╭─ Исходный текст

В нескольких словах
Поселок Вильяблино в Испании переживает упадок после закрытия угольных шахт, столкнувшись с невыполненными обещаниями и оттоком населения. Недавняя гибель пяти шахтеров во взрыве на предположительно закрытой шахте обнажила сохраняющиеся опасности, отсутствие перспектив и возродила старые травмы, ставя под вопрос будущее региона.
Вильяблино, поселку на северо-западном краю Леона, в самом сердце Кантабрийских гор, много лет назад обещали построить отель-парадор на месте старой школы, чтобы смягчить ожидаемый экономический спад после закрытия угольных шахт. Сегодня школы нет — ее снесли, чтобы освободить место для парадора, но и парадора тоже нет. На самом деле, нет ничего: на пустыре растут лишь сорняки и горькое разочарование тех, кто проходит мимо и вспоминает. Вильяблино, раскинувшемуся в живописной и крутой долине Ласиана, обещали восстановить для туристов старую железную дорогу, когда-то соединявшую его с Понферрадой и перевозившую пассажиров и миллионы тонн угля, добываемого ежегодно в бассейне. Сегодня даже старый вокзал не отреставрирован и разваливается на куски: кто-то мимоходом украл часы с фасада, а между бесполезными путями растут те же сорняки, что и на месте школы.
Было время в Вильяблино — когда часы на станции еще шли, в девяностые — когда здесь работало около 30 дискотек и танцевальных залов с интригующими названиями вроде «Café Estudio», «Edén», «Yastá», «Tucana», «Encuentro», «Epoka», «Oasis» или «Disco bar Cimarron». Это дает представление о процветании и жажде жизни и трат в этом месте в его лучшие годы. Сейчас остались только два, «El Zarzal» и «La Corte», которые открываются пару дней в неделю. От остальных, включая еще одну под названием «Amnesia», остались лишь разбитые и выцветшие от дождя, ветра и снега вывески. Жителям Вильяблино, гордого шахтерского поселка, где когда-то проживало 16 000 человек, а сегодня не насчитывается и 8 000, и число продолжает снижаться, оставалось утешением в этом упадке то, что, по крайней мере, больше не будет смертей из-за угля и массовых похорон.

╰─

Набор заданий:
1. Ответьте по тексту о Вильяблино:
(a) Что обещали построить на месте старой школы?
(b) Сколько дискотек и танцевальных залов работало в поселке в девяностые?
(c) Сколько человек когда-то проживало в Вильяблино?
2. Перепишите из текста о Вильяблино отрывок от слов «Было время в» до слов «и массовых похорон.» включительно.

╭─ Блок данных

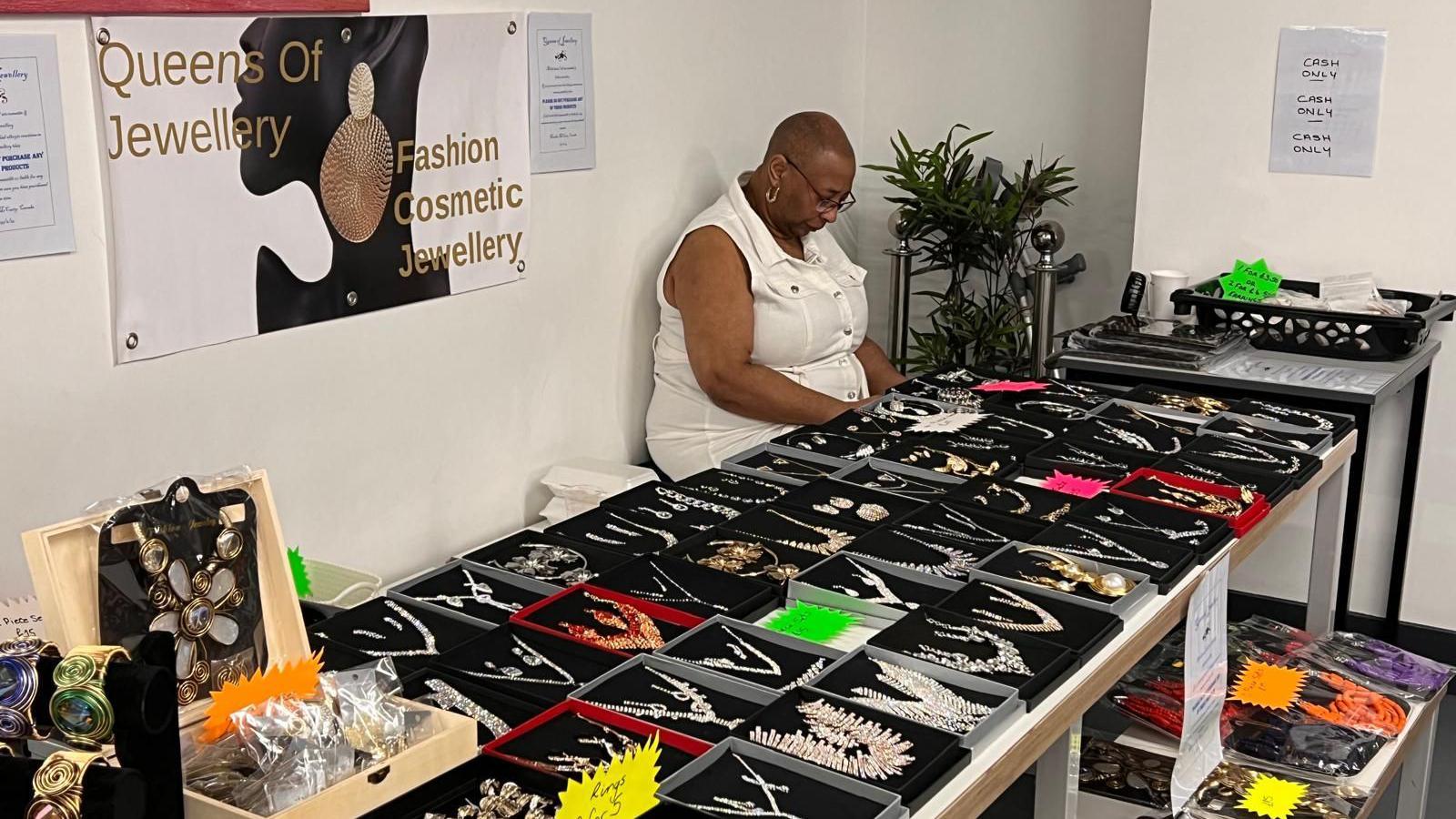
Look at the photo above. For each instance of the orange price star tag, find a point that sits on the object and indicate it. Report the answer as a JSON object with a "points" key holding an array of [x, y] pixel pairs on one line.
{"points": [[1267, 687], [1273, 797]]}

╰─

Ответы к заданиям:
1.
(a) Отель-парадор.
(b) Около 30.
(c) 16 000 человек.

2.
Было время в Вильяблино — когда часы на станции еще шли, в девяностые — когда здесь работало около 30 дискотек и танцевальных залов с интригующими названиями вроде «Café Estudio», «Edén», «Yastá», «Tucana», «Encuentro», «Epoka», «Oasis» или «Disco bar Cimarron». Это дает представление о процветании и жажде жизни и трат в этом месте в его лучшие годы. Сейчас остались только два, «El Zarzal» и «La Corte», которые открываются пару дней в неделю. От остальных, включая еще одну под названием «Amnesia», остались лишь разбитые и выцветшие от дождя, ветра и снега вывески. Жителям Вильяблино, гордого шахтерского поселка, где когда-то проживало 16 000 человек, а сегодня не насчитывается и 8 000, и число продолжает снижаться, оставалось утешением в этом упадке то, что, по крайней мере, больше не будет смертей из-за угля и массовых похорон.